ACTIVITY =>
Answer these questions from the article on the five Cuban spies:
1. What was the network called in which the five were planted in the U.S.?
2. How many others in that network agreed to testify?
3. Who agreed upon the composition of the jury?

A Frenzied Media Campaign / Fernando Dámaso

Until now I had decided not to write about the five Cuban spies, who are serving sentences in the United States, mainly out of consideration and respect for the feelings of their families. However, in the face of the frenzied media campaign unleashed by the Cuban authorities, with the obvious complicity of them, I consider it necessary to clarify some issues, overly manipulated to convince nationals and foreigners of their supposed innocence, and that the whole thing is simply the aggression of the Empire against some poor little Cubans.

These five citizens were caught red-handed – after an intense and thorough investigation to gather evidence — conducting espionage as Cuban intelligence agents planted in the U.S. as part of the Wasp Network with seven others, who agreed to testify. Of those, although Cubans like the others, also with families, not a word has been said, they have ceased to exist, they have entered the limbo of non-persons.

They all confessed their guilt and were tried by a jury, the composition of which both the prosecution and defense agreed upon, in the State where they committed their crimes, and sentenced to various penalties, depending on their degree of responsibility and cooperation with the justice, to clarify the facts.

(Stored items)
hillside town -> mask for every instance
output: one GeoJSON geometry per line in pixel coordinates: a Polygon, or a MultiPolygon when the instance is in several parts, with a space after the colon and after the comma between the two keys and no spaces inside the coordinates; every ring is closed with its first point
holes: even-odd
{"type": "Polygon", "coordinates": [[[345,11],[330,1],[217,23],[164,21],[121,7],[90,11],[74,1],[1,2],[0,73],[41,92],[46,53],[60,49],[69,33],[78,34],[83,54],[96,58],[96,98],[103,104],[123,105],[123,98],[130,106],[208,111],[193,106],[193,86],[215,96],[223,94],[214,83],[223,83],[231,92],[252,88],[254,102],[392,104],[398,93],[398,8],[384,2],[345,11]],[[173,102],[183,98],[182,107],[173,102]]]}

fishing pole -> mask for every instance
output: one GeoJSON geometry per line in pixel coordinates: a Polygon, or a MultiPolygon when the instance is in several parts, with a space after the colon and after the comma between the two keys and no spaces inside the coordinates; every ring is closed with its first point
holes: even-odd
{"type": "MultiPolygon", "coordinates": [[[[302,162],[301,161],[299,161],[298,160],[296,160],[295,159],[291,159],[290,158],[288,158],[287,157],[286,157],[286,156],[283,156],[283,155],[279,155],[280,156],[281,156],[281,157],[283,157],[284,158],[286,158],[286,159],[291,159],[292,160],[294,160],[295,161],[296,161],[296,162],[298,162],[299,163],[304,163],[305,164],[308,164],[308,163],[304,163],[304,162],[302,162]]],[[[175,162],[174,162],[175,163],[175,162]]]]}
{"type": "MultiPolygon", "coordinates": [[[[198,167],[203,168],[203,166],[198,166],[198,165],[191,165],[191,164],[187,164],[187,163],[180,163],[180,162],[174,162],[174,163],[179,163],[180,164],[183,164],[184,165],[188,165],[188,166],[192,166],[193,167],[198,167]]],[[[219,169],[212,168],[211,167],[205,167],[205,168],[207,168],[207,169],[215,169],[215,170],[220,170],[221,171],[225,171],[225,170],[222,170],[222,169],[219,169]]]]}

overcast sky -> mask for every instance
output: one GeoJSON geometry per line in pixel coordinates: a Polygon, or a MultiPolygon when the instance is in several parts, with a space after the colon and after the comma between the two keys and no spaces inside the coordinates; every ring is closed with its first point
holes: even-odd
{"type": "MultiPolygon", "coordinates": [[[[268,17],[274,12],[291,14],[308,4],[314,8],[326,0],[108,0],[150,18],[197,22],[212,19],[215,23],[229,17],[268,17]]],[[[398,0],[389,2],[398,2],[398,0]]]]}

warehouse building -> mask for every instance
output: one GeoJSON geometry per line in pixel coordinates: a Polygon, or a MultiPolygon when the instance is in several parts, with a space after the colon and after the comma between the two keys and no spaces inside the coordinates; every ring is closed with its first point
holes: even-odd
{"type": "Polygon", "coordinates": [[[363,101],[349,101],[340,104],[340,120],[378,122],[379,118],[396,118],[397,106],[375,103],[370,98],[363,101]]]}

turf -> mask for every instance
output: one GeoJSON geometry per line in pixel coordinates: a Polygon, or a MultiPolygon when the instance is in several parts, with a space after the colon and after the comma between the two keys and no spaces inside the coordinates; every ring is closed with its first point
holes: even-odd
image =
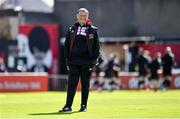
{"type": "Polygon", "coordinates": [[[180,90],[90,92],[83,113],[77,93],[73,112],[58,113],[65,98],[65,92],[0,93],[0,119],[180,119],[180,90]]]}

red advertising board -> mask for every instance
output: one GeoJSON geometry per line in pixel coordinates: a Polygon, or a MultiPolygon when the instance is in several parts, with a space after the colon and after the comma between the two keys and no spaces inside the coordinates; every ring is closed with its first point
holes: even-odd
{"type": "Polygon", "coordinates": [[[40,62],[38,59],[41,58],[48,73],[58,73],[59,26],[57,24],[20,25],[17,39],[20,54],[27,57],[29,69],[37,65],[40,62]],[[37,57],[41,55],[42,57],[37,57]]]}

SOLUTION FOR THIS EXERCISE =>
1. The Wasp Network
2. Seven
3. Both the prosecution and the defense